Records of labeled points
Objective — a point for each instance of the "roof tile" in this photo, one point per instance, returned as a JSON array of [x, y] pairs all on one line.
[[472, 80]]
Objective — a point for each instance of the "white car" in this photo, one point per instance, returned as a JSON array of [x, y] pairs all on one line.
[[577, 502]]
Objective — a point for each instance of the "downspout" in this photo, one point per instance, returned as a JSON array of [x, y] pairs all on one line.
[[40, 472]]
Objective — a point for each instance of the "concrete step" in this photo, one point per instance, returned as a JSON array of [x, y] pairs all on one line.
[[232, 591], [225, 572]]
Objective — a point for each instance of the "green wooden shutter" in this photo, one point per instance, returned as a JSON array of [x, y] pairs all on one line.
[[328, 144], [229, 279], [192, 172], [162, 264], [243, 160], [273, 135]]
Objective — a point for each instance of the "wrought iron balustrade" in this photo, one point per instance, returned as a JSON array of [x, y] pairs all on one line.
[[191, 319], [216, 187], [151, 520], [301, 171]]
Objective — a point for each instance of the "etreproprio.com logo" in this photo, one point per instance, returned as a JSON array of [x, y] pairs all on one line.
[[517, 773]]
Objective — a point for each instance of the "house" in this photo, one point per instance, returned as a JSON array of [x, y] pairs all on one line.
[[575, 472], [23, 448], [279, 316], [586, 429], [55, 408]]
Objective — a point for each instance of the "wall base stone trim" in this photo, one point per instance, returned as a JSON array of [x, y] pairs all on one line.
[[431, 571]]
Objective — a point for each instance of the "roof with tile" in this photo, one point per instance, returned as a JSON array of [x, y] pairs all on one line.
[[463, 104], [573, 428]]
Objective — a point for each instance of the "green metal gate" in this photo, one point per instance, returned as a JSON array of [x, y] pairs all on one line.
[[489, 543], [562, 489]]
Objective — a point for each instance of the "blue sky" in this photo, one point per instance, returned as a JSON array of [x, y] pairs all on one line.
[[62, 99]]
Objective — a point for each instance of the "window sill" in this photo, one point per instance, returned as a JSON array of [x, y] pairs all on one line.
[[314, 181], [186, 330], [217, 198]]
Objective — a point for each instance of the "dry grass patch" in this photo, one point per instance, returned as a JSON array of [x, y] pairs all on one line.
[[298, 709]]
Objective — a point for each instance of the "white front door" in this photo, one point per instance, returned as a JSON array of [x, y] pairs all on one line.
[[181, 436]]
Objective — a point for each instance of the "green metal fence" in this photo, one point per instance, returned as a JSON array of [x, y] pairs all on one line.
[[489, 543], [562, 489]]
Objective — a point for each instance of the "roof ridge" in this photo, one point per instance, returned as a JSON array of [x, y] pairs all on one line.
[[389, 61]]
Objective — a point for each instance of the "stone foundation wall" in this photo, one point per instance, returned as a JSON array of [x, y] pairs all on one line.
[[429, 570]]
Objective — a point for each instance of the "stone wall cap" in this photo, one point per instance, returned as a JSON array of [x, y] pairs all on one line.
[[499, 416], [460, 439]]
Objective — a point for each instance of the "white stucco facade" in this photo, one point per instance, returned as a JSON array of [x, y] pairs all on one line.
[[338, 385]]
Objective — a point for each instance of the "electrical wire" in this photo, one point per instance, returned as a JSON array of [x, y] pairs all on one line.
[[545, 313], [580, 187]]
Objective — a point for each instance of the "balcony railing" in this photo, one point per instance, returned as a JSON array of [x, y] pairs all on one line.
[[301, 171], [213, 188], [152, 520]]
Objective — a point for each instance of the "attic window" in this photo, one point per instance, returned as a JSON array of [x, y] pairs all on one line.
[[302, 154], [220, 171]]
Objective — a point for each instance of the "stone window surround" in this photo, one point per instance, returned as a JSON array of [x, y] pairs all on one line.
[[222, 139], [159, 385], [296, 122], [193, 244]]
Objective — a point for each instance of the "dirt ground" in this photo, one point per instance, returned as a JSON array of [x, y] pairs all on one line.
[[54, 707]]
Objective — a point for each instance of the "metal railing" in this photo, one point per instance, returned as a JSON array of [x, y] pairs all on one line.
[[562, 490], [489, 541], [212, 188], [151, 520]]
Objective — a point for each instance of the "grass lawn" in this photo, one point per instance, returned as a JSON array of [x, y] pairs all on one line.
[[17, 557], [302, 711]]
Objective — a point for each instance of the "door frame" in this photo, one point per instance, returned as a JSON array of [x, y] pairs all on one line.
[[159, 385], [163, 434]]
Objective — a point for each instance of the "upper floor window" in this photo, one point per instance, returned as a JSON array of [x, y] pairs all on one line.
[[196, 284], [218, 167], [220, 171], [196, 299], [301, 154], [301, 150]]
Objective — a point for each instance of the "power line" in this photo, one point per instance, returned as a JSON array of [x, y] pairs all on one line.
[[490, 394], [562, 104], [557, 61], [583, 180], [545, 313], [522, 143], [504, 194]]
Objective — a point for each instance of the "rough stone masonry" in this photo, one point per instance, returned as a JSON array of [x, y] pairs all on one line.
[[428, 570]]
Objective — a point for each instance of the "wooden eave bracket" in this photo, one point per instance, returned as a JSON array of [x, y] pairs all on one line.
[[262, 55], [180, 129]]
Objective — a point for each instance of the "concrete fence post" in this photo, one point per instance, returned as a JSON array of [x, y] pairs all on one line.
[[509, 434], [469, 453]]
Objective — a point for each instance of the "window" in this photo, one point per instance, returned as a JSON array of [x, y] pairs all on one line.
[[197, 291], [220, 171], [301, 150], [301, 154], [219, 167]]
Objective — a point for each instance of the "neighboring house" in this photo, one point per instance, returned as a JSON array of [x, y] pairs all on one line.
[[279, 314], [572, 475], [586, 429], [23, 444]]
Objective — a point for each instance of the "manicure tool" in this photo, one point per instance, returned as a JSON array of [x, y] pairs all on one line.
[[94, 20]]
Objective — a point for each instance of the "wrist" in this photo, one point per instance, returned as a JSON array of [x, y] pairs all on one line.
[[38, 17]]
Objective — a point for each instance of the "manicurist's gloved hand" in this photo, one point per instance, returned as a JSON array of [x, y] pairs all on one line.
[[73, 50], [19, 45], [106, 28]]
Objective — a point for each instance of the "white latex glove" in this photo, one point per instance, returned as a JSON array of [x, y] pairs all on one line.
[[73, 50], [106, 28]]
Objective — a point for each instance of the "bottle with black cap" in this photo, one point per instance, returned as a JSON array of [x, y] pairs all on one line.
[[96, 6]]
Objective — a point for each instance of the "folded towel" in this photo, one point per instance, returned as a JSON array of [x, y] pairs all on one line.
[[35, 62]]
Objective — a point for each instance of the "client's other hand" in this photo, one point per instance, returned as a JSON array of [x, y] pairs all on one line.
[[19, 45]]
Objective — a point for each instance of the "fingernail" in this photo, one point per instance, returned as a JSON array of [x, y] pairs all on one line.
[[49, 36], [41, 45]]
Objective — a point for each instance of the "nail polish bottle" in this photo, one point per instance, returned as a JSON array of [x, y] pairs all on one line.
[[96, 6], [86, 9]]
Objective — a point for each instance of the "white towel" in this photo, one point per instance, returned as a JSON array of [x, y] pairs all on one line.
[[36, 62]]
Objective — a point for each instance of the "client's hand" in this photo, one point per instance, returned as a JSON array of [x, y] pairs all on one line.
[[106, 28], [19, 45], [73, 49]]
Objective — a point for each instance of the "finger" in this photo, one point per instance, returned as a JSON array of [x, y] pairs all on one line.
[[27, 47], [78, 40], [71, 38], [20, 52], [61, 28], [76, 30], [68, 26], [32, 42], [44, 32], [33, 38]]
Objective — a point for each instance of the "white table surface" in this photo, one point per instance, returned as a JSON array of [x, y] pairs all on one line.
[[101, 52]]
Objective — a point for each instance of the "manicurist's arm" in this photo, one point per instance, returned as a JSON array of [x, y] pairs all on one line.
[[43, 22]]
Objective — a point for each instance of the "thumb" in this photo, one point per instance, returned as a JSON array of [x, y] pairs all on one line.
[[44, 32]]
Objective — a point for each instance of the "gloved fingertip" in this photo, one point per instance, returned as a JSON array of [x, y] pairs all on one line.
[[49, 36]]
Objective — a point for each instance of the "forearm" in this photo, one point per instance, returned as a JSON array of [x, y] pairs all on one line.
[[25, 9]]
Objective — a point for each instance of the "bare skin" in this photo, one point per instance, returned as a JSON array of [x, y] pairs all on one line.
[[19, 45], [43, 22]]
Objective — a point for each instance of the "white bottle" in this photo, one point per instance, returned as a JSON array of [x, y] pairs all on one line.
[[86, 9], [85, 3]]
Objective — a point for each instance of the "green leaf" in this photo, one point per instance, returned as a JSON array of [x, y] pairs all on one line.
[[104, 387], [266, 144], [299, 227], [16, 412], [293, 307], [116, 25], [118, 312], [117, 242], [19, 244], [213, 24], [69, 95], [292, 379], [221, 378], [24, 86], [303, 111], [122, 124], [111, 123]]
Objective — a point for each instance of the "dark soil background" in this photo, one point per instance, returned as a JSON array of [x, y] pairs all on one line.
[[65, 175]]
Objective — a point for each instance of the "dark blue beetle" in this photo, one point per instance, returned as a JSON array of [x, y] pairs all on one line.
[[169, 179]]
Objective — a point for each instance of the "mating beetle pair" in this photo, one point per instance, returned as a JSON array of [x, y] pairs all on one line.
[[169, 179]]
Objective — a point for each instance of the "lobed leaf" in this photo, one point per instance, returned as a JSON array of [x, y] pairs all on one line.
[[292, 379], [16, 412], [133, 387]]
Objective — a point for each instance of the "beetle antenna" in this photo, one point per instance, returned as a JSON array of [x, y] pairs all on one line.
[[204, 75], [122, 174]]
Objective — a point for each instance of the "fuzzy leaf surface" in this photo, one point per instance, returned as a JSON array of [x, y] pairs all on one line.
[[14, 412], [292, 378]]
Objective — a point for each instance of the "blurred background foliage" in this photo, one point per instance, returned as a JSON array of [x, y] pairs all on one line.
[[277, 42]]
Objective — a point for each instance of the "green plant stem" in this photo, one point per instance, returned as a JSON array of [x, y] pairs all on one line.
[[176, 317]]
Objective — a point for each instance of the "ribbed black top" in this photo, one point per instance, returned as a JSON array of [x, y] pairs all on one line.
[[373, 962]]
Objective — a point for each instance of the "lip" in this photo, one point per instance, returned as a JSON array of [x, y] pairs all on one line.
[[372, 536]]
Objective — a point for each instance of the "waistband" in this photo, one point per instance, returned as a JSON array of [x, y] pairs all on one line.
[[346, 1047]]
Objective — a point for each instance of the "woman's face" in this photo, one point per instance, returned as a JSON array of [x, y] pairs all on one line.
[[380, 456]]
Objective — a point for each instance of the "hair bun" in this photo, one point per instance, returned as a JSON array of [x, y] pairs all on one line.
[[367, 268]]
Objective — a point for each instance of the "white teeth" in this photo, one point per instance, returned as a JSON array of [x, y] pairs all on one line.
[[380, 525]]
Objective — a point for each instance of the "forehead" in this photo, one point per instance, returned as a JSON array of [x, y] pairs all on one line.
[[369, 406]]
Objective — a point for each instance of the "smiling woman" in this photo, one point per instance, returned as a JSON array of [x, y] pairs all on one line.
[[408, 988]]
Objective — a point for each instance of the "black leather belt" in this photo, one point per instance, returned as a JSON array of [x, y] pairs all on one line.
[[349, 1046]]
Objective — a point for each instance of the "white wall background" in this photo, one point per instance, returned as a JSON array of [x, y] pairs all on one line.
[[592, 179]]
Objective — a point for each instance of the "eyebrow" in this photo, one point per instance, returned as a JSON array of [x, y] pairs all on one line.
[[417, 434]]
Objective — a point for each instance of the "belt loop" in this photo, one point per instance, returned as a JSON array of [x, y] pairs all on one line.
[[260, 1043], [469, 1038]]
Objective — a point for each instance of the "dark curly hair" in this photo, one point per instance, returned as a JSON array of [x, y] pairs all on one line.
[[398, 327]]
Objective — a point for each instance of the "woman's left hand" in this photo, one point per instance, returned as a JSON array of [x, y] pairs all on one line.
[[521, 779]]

TO DO: Pick out each line of the records above that contains the string "tile", and copy every such line in full.

REPLY TO THE TASK:
Objective — a point for each instance of the "roof tile" in this photo, one point per instance, returned as a JSON array of [x, y] pairs all on one line.
Objective — a point for each instance of the "roof with tile" in this photo, one point per instance, returned as a JSON array of [x, y] pairs all on one line.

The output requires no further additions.